- Texto:

'''

1. SURJE UMA NOVA TEOLOGIA
Um livro, publicado em 1943, abalou a
Igreja francesa. O Pe. Henrique Godin, assessor do Movimento da Juventude
Católica e ajudado pelo seu colega Michauneau denunciou a crise religiosa da
França e analisou o que estava acontecendo com o catolicismo daquele pais. O
livro profético: “França, pais de missão”, tornou-se tema de discussão nacional
nos anos seguintes. E provocou iniciativas fecundas que repercutiram no
catolicismo mundial: surgiu a “Missión de France”, com os Padres Operários; e
nasceu uma Nova Teologia que acabou tendo, vinte anos mais tarde, uma
influencia importantíssima nos documentos do Concilio Vaticano II.
A equipe de teólogos jesuítas de Lyon-
Danielou, Henri de Lubac; os dominicanos de Saulchoir[1] –
Dominique-Marie Chenu e Yves Congar escreveram artigos “explosivos” que
questionavam a fundo, a teologia dominante depois do Concilio de Trento, a
Neo-Escolástica (de João de Santo Tomas, Suarez, Bañez e companheiros) e
propunham uma nova maneira de fazer teologia.

'''

- O que se pede: Transcreva do texto sobre a Nova Teologia tudo o que vai de "A equipe de" até "de fazer teologia.". As linhas abaixo não têm relação alguma com o texto.

- Linhas extraídas:

'''

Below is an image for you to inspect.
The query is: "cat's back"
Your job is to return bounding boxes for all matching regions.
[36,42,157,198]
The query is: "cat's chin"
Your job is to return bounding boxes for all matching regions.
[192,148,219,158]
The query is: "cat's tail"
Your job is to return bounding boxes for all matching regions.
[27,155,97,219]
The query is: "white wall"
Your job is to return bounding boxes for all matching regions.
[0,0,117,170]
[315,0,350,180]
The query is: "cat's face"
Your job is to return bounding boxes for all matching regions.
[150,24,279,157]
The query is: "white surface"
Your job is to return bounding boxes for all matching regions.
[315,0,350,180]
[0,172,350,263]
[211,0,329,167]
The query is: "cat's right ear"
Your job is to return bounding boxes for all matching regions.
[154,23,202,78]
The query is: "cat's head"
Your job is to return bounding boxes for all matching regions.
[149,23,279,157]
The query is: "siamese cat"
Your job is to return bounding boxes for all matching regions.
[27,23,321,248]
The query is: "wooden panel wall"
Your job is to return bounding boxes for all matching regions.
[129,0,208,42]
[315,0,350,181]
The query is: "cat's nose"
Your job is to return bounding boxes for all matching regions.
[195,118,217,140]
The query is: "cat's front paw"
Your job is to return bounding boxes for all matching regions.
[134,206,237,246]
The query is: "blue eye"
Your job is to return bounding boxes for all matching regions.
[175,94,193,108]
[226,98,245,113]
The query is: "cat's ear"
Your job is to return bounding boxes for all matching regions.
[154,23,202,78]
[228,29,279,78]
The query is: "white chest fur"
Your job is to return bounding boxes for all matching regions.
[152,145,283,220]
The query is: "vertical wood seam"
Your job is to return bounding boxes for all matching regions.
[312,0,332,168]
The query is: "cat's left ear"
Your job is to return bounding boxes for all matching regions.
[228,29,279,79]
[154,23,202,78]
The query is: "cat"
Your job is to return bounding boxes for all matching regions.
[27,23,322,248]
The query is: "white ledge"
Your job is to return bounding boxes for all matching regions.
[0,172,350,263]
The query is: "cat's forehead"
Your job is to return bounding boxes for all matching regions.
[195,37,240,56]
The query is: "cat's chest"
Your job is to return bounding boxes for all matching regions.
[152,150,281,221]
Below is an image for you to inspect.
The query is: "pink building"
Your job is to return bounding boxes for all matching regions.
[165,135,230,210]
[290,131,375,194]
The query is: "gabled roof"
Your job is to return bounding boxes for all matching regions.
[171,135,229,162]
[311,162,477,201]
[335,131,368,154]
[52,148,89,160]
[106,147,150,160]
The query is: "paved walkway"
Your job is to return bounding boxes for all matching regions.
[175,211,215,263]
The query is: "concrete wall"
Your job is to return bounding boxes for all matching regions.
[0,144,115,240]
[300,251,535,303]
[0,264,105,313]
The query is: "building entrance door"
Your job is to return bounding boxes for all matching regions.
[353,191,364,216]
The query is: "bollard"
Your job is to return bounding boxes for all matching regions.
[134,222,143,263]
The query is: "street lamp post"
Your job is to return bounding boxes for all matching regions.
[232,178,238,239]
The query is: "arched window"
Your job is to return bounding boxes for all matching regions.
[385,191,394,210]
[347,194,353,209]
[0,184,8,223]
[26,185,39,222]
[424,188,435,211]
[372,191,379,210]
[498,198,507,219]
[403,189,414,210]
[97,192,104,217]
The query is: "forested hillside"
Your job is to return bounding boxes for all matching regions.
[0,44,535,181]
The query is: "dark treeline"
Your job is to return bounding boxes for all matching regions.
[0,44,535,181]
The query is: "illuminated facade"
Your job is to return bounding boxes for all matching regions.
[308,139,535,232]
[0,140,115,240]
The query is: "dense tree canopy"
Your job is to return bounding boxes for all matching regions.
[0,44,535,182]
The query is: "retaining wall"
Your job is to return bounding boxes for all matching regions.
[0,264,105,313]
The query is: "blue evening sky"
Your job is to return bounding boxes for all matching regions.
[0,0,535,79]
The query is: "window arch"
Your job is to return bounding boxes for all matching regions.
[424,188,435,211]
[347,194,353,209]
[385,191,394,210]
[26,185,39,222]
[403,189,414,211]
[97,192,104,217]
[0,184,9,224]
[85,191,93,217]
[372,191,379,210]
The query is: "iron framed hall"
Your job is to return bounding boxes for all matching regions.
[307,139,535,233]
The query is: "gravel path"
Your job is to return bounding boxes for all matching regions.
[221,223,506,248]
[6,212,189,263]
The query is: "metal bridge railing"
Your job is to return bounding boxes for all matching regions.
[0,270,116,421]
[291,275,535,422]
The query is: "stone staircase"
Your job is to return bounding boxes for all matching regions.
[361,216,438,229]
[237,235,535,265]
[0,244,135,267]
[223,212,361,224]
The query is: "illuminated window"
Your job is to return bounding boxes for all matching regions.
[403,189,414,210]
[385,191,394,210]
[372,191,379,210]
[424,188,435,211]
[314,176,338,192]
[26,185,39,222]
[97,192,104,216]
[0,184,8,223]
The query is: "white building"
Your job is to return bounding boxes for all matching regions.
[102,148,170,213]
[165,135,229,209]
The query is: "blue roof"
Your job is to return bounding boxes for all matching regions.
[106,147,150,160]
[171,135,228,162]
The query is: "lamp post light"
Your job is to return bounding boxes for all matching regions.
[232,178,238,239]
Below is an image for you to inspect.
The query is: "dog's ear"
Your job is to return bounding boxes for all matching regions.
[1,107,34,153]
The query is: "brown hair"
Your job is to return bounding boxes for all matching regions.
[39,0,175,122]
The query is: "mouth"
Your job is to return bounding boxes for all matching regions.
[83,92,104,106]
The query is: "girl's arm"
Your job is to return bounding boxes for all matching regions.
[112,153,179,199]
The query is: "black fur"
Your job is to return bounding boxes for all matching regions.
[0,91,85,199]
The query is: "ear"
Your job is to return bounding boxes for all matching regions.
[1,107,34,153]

'''

- Resolução do exercício:
A equipe de teólogos jesuítas de Lyon-
Danielou, Henri de Lubac; os dominicanos de Saulchoir[1] –
Dominique-Marie Chenu e Yves Congar escreveram artigos “explosivos” que
questionavam a fundo, a teologia dominante depois do Concilio de Trento, a
Neo-Escolástica (de João de Santo Tomas, Suarez, Bañez e companheiros) e
propunham uma nova maneira de fazer teologia.